## Given records
Start
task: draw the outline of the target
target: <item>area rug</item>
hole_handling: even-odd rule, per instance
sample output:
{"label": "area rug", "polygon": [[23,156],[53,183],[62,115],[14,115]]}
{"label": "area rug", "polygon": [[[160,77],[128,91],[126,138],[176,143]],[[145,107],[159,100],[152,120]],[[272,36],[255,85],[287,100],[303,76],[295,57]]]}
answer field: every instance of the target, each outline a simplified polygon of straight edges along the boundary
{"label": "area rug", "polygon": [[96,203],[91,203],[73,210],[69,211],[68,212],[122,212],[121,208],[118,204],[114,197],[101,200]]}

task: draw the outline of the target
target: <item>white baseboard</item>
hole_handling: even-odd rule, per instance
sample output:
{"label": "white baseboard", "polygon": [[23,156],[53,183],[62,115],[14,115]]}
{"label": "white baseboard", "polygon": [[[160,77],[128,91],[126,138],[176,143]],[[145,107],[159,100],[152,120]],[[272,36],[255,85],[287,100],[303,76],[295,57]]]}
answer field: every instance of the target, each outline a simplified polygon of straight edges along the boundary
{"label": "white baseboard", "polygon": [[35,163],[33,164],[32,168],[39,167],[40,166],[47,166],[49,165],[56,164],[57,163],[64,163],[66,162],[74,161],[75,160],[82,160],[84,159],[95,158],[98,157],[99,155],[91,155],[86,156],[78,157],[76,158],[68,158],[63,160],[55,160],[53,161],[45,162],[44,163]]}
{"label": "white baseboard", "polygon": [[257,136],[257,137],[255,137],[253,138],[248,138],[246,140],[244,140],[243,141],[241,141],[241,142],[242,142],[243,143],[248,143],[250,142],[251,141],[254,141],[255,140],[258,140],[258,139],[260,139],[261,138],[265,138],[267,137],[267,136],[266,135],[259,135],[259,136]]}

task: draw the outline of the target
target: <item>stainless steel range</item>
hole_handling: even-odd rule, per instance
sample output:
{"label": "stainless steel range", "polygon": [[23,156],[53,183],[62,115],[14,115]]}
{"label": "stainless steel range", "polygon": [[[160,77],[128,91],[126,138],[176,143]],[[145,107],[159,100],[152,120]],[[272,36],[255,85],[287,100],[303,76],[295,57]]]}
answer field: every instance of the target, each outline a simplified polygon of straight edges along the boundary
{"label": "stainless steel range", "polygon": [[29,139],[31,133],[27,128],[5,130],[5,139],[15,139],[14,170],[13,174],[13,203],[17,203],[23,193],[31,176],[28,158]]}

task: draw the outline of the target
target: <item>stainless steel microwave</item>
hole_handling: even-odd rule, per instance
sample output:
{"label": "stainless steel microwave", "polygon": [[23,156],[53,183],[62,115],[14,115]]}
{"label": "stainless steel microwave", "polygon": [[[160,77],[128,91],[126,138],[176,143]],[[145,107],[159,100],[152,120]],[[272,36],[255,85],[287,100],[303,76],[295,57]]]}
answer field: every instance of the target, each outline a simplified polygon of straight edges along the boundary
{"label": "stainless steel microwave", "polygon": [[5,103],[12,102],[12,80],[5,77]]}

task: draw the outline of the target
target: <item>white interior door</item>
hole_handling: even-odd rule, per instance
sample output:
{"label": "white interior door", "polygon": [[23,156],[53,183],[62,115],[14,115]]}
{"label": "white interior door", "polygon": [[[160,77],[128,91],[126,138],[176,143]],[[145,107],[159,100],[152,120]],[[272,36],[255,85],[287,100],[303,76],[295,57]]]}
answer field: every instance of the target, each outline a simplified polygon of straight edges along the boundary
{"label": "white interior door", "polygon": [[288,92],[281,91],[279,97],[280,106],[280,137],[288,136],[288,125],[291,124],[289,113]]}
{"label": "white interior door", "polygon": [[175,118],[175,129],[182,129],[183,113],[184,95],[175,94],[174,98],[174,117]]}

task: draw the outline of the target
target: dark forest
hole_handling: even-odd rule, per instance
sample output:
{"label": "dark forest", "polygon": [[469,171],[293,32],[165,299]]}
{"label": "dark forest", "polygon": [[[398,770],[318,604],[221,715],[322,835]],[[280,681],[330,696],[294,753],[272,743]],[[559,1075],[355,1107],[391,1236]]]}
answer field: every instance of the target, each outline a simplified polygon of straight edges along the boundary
End
## What the task asks
From the data above, pick out every line that contains the word "microwave".

## Task result
target: <item>stainless steel microwave</item>
{"label": "stainless steel microwave", "polygon": [[23,156],[53,183],[62,115],[14,115]]}
{"label": "stainless steel microwave", "polygon": [[[160,77],[128,91],[126,138],[176,143]],[[145,107],[159,100],[152,120]],[[272,36],[255,85],[287,100],[303,76],[295,57]]]}
{"label": "stainless steel microwave", "polygon": [[5,103],[12,102],[12,80],[5,77]]}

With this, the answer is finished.